----- Reading text -----

Место "Прогноз" в ряду методов и устройств ЭПД

There is currently a large number of diagnostic systems that may be referred to as systems of electropunctural diagnostics (EPD).

However, due to the lack of a clear classification, confusion often arises with ordinary users in perception of this diversity. In order to definitively show the position of ‘Prognoz’ EPD among other systems, NTK Integrative Systems proposes a classification based on following points:

purpose of an EPD system, i.e. what task was originally supposed to be performed with the help of such diagnostics and, accordingly, what target group of subjects and manipulations the system was initially aimed at;
type of electrophysical parameter registered from the skin;
methodology for obtaining this electrophysical parameter with the focus on the degree of its intrusiveness, reproducibility, and subjective component;
methods of analyzing the measurements obtained.

According to the second point of this classification, ‘Prognoz ‘ EPD operates with values of electrical resistance of the skin. In this subdomain of EPD, the rest of the systems are divided mainly into two large groups: those built according to the Y. Nakatani method, and according to the R. Voll method. Actually, these two methods deal with the concepts of ‘measured current’ / ‘measured voltage’, but they are obviously related to electrocutaneous resistance (ECR) by Ohm's law.

----- Extracted information -----

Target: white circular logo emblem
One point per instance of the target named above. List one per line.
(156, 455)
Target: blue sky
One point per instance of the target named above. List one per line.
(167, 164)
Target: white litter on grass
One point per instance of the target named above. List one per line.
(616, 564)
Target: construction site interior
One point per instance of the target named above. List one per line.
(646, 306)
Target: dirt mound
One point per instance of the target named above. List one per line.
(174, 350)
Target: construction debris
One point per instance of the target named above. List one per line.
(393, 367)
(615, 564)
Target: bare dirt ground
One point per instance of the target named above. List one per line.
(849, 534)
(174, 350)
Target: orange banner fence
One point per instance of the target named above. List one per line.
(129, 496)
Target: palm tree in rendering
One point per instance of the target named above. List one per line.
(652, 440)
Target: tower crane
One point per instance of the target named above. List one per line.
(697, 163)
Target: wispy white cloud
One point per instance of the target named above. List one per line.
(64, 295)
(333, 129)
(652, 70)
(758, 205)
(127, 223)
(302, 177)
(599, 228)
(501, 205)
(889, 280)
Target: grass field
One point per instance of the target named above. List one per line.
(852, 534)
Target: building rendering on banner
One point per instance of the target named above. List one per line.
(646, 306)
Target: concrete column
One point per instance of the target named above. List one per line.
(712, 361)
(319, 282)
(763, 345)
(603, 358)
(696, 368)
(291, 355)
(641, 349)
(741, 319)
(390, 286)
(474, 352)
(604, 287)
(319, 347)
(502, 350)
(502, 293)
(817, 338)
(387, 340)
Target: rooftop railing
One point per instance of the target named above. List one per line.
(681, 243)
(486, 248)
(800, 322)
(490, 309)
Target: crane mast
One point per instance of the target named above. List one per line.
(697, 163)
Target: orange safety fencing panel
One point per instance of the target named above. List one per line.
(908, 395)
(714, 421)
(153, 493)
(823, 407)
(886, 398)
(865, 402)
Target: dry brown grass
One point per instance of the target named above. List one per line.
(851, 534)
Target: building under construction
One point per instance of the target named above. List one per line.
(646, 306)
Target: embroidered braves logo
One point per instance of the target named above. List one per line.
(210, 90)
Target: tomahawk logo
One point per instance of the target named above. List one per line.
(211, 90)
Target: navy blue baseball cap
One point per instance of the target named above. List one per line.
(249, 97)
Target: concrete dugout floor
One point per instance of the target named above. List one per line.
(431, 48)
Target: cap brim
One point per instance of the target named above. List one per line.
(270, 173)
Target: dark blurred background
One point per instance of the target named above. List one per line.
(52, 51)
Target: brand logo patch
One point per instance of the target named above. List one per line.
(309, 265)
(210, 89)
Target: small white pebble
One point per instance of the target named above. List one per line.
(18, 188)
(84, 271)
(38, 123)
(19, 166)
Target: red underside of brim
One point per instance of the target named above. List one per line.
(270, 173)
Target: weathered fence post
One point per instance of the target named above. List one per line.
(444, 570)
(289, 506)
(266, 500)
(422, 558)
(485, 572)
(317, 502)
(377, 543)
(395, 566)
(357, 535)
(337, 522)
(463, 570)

-----

## What to work on:
1) In the text on electropunctural diagnostics, why does NTK Integrative Systems propose a classification of EPD systems?
2) From the text on electropunctural diagnostics, extract the stretch from "There is currently" through "the measurements obtained.".

## Responses in order:
1) No clear classification exists, so ordinary users are often confused by the many EPD systems. The proposed classification is meant to show definitively where ‘Prognoz’ EPD stands among the other systems.

2)
There is currently a large number of diagnostic systems that may be referred to as systems of electropunctural diagnostics (EPD).

However, due to the lack of a clear classification, confusion often arises with ordinary users in perception of this diversity. In order to definitively show the position of ‘Prognoz’ EPD among other systems, NTK Integrative Systems proposes a classification based on following points:

purpose of an EPD system, i.e. what task was originally supposed to be performed with the help of such diagnostics and, accordingly, what target group of subjects and manipulations the system was initially aimed at;
type of electrophysical parameter registered from the skin;
methodology for obtaining this electrophysical parameter with the focus on the degree of its intrusiveness, reproducibility, and subjective component;
methods of analyzing the measurements obtained.